**PROVIDED PASSAGE**
◇ ◇ ◇ ◇

We hate the idea of breaking down an historic, venerable and respected institution and fear for the longevity of the remaining five members of the Commission and their staff. We know, in a digital age, that a group that small can pretty much be bundled up, metaphorically and literally, and sent anywhere. And as many of us occasionally work from our cars, we may see them driving around in a Tarago or some other suitably sized people-mover in the years ahead.
We hope not.
Here is a link to the submission we lodged on 5 September. The Government provided less than a fortnight for anyone with an interest to make a submission and, really, why would they dignify a process which is nothing more than telling us what they’re going to do, like it or lump it?
It was acknowledged by the bureaucrats on 1 September that Cabinet had already decided to do this, although they were coy about responding to our questioning of when it happened. We reckon it happened a year or so ago, but they told us Cabinet confidentiality meant they couldn’t tell us. Clearly that’s a furphy, we can understand that they can’t tell us what happened in Cabinet, but should be able to tell us when Cabinet decided to do something. Shouldn’t they?

◇ ◇ ◇ ◇

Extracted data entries
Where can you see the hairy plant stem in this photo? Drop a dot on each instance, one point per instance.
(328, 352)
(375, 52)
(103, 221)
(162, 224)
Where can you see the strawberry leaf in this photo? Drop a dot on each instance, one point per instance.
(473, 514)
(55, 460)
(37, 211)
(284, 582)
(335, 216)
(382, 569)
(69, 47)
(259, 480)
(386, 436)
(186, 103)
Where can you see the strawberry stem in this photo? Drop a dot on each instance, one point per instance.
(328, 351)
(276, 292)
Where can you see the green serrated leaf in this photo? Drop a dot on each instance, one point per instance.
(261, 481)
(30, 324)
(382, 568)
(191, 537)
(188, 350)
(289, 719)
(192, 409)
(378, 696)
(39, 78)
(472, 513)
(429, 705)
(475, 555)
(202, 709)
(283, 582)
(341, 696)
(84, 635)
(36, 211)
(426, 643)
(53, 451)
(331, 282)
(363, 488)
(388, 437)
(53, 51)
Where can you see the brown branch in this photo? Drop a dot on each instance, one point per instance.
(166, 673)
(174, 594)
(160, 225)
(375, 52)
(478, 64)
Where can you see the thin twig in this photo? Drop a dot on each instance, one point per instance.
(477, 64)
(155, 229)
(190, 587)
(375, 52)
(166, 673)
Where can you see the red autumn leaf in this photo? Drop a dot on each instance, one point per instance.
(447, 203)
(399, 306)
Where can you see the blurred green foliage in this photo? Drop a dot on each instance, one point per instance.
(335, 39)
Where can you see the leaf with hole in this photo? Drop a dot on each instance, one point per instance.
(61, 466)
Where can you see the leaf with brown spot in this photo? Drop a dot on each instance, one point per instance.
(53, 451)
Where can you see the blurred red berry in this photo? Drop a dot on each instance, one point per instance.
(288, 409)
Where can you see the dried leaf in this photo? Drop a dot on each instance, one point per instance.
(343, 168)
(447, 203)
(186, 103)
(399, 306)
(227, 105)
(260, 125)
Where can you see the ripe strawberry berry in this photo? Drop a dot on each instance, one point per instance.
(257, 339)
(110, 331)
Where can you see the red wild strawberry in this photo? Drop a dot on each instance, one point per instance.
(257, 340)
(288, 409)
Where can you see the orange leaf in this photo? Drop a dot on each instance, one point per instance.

◇ ◇ ◇ ◇

**BRIEF 1**
Answer these questions from the Commission passage:
(a) How many members of the Commission remain?
(b) On what date was the submission lodged?
(c) What reason did the bureaucrats give for not saying when Cabinet made its decision?
**BRIEF 2**
Reproduce the section of the Commission passage that begins with the words containing "Here is a link" and ends with "or lump it?".

**EXERCISE SOLUTION 1**
(a) Five.
(b) 5 September.
(c) Cabinet confidentiality.

**EXERCISE SOLUTION 2**
Here is a link to the submission we lodged on 5 September. The Government provided less than a fortnight for anyone with an interest to make a submission and, really, why would they dignify a process which is nothing more than telling us what they’re going to do, like it or lump it?